> _MATERIAL PROVIDED_:
----------------------------------------

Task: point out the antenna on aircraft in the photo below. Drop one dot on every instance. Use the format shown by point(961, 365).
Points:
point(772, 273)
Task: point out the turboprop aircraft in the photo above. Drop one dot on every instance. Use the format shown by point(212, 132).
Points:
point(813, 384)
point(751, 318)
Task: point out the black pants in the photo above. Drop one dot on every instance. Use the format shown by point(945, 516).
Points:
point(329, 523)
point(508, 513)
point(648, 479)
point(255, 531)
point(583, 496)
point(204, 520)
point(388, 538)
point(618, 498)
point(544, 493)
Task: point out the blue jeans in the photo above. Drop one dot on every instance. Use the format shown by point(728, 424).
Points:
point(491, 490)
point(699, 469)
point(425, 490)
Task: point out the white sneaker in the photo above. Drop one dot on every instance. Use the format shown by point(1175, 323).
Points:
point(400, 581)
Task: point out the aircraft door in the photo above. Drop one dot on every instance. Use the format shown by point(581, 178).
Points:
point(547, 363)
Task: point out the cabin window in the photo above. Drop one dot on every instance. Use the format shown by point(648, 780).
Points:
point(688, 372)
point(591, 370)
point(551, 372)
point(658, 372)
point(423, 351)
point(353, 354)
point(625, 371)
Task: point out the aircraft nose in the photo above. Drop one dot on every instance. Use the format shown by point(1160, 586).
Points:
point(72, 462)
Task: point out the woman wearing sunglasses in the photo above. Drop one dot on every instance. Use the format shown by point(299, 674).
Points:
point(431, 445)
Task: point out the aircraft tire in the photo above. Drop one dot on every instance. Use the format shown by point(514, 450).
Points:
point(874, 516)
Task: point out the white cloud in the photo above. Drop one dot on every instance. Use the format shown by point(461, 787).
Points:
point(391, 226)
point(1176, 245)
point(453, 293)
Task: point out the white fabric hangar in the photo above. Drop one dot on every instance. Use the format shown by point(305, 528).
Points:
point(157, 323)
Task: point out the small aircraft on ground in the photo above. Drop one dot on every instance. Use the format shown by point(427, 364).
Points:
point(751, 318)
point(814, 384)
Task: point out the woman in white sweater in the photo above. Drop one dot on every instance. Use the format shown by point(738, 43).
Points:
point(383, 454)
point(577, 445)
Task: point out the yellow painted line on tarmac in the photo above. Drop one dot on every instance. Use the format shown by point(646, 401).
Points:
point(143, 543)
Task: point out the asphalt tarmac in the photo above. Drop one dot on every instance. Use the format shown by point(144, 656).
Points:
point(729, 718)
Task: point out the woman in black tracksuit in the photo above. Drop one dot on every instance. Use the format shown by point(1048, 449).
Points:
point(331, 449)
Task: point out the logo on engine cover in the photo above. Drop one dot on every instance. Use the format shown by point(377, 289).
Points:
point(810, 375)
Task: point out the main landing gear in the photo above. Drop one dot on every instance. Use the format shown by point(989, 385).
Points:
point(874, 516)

----------------------------------------

> _EXERCISE DESCRIPTION_: Please write the entries out again exactly as they stand.

> _WRITTEN ANSWER_:
Task: point out the antenna on aircraft in the photo below. Drop one dot on every instance. Use the format shown by point(961, 365).
Points:
point(772, 273)
Task: point out the turboprop aircraft in the photo above. Drop one dot on every instance. Use the format shown by point(212, 132).
Points:
point(813, 384)
point(751, 318)
Task: point out the black pants in the photo above. Drop one dot on every instance. Use the format shown by point(945, 516).
Points:
point(329, 523)
point(508, 513)
point(648, 479)
point(255, 531)
point(583, 496)
point(204, 520)
point(388, 538)
point(618, 498)
point(544, 493)
Task: point out the blue jeans in the photo above. Drop one dot on every instance. Use the format shown by point(728, 424).
Points:
point(491, 490)
point(699, 469)
point(425, 490)
Task: point out the white sneaker in the photo above. Drop one dot on every instance. Use the format shown by point(1175, 323).
Points:
point(400, 581)
Task: point out the aircraft door in the photo above. Drop one dot on every instance. Use the format shown by point(581, 178).
Points:
point(547, 363)
Task: point out the cabin window in the photo above. Drop one dot on every instance. Use the format shown by point(648, 780).
Points:
point(688, 372)
point(591, 370)
point(551, 372)
point(658, 372)
point(423, 351)
point(353, 354)
point(625, 371)
Task: point out the aircraft nose in the photo above. Drop one dot on every instance. Use the format shown by point(1160, 586).
Points:
point(72, 462)
Task: point out the woman wearing sunglasses in the photo above. Drop one dot on every instance. Use the format shown by point(299, 674).
Points:
point(431, 445)
Task: point out the aircraft tire in the photo above. Drop one dot on every instance. Use the format shown by point(514, 450).
Points:
point(874, 516)
Task: point out the white cloud in the photo above. Drop one dot on every instance. Use the format shown by point(461, 787).
Points:
point(391, 226)
point(1176, 245)
point(453, 293)
Task: point out the white fabric hangar in the photo above. Drop one dot on every instance. Use the format shown by point(305, 528).
Points:
point(157, 323)
Task: point out the small aircraft on ground in the photo above. Drop one dot on every instance. Use the format shown by point(427, 364).
Points:
point(751, 318)
point(814, 384)
Task: point out the woman in white sweater in the photo above. Drop one dot on every instance. Use the format shown by point(738, 43).
Points:
point(383, 454)
point(577, 445)
Task: point out the yellow painted line on tarmac in the photo above. Drop one dot on every instance. Use the format shown by point(646, 401).
Points:
point(143, 543)
Task: point out the asphalt tarmac in the photo above. Drop one dot on every instance. Use the format shown by point(144, 656).
Points:
point(729, 718)
Task: point out the woman in black tracksuit in the photo above. Drop one dot on every instance. Use the format shown by point(1048, 449).
Points:
point(331, 449)
Task: point out the logo on engine cover in the photo above. Drop one dot on every instance. Use the format shown by point(377, 289).
Points:
point(810, 375)
Task: point out the main landing gear in the photo above. Drop one dot on every instance. Use the format shown by point(989, 385).
Points:
point(874, 516)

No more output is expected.